EXERCISE DESCRIPTION:
Where a line contains the word "hair", copy that line from the records below.

RAW DATA:
#####

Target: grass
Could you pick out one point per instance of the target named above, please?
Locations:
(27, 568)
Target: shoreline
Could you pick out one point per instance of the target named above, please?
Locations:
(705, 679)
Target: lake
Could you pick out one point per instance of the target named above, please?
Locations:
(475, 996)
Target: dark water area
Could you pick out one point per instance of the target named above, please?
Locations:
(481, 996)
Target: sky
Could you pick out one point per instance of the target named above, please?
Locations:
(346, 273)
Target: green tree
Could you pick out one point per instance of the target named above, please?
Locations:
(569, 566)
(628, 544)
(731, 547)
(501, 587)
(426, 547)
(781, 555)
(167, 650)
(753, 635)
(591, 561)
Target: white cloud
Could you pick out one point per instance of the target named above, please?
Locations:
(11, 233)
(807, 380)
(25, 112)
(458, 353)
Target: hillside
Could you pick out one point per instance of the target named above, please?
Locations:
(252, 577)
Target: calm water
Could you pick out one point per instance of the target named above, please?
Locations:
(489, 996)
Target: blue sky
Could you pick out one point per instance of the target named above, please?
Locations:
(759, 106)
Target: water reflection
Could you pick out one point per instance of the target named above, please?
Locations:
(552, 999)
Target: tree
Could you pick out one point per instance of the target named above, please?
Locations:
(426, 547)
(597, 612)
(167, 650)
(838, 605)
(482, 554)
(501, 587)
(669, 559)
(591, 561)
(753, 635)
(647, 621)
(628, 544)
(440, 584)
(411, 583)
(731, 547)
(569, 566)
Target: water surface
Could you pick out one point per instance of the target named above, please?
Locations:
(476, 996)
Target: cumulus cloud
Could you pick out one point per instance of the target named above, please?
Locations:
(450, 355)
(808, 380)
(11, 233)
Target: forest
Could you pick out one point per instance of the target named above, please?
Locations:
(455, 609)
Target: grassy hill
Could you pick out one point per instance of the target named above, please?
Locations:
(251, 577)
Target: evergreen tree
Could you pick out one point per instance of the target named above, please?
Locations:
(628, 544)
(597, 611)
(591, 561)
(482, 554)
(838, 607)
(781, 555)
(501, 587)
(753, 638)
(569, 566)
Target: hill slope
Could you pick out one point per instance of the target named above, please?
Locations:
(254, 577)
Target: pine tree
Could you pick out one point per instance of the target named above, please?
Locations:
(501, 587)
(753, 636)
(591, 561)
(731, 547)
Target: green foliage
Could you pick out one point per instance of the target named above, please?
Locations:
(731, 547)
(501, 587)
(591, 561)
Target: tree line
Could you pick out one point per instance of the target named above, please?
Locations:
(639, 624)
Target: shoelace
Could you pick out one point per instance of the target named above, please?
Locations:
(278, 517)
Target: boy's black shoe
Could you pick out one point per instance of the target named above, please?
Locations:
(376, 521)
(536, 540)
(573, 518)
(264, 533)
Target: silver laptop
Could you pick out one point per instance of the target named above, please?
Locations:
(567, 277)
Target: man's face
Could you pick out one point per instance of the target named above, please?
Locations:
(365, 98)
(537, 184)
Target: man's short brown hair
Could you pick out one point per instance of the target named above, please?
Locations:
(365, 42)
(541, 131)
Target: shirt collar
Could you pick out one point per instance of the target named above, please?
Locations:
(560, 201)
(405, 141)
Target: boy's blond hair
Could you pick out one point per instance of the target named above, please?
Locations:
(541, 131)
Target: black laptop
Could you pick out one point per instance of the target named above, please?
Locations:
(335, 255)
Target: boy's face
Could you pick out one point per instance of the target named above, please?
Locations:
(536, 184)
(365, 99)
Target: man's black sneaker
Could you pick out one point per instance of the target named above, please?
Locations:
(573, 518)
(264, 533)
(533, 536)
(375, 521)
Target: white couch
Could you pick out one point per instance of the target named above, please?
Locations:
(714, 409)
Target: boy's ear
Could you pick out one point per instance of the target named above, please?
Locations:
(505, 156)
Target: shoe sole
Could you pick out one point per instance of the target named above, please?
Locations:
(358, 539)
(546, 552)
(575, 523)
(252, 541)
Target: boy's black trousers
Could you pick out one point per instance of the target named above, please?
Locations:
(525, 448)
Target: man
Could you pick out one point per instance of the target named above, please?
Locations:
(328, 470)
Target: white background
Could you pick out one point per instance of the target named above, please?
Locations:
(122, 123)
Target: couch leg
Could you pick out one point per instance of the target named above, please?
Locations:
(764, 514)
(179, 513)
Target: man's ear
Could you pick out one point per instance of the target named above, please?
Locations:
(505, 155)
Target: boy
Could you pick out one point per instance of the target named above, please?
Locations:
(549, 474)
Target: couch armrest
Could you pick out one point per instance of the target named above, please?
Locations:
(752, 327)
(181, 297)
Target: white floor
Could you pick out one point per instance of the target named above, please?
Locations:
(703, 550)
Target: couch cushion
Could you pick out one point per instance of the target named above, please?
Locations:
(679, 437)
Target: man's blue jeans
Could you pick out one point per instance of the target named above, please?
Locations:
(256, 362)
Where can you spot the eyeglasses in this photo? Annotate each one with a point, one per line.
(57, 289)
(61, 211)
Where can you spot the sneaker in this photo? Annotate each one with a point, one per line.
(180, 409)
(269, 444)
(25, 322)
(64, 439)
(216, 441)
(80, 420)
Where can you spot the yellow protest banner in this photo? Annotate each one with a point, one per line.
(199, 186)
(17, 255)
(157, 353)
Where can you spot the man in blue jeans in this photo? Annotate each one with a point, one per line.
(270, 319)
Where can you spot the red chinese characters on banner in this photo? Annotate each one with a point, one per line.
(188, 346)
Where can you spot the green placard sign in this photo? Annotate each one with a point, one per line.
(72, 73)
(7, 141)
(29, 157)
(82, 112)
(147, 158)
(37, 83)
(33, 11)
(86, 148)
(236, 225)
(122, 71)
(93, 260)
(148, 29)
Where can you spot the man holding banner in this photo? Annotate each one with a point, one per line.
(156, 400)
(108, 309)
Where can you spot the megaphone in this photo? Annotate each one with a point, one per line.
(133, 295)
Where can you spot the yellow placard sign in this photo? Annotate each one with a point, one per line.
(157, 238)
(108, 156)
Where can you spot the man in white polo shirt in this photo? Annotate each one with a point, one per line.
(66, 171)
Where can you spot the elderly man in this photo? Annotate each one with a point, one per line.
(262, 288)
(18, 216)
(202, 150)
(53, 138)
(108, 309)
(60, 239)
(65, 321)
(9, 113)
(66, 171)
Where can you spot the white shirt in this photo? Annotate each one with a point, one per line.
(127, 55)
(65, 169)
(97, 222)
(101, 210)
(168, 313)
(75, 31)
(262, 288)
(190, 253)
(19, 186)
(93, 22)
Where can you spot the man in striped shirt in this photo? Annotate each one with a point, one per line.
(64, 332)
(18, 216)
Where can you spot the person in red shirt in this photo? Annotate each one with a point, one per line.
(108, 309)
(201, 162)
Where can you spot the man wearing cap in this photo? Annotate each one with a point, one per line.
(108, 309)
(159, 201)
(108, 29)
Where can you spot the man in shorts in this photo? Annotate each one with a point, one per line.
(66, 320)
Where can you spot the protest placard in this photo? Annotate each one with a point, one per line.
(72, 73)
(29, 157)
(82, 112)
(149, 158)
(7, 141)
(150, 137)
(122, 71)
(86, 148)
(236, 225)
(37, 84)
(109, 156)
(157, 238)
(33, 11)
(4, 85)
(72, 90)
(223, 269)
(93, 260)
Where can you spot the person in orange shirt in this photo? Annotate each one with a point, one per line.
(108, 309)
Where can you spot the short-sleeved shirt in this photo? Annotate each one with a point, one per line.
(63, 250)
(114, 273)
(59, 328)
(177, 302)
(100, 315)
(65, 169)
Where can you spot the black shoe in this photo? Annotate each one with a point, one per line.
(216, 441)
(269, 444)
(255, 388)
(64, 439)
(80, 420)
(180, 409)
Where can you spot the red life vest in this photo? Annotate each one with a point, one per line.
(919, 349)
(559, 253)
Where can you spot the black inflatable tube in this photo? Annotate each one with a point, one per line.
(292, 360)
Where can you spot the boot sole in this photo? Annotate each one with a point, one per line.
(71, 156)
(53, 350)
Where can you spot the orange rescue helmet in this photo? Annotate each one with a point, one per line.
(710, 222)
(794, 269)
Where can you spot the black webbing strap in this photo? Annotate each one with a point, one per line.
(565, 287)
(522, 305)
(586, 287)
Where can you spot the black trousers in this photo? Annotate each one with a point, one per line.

#####

ANSWER FOR THE TASK:
Target: man's short brown hair
Target: boy's blond hair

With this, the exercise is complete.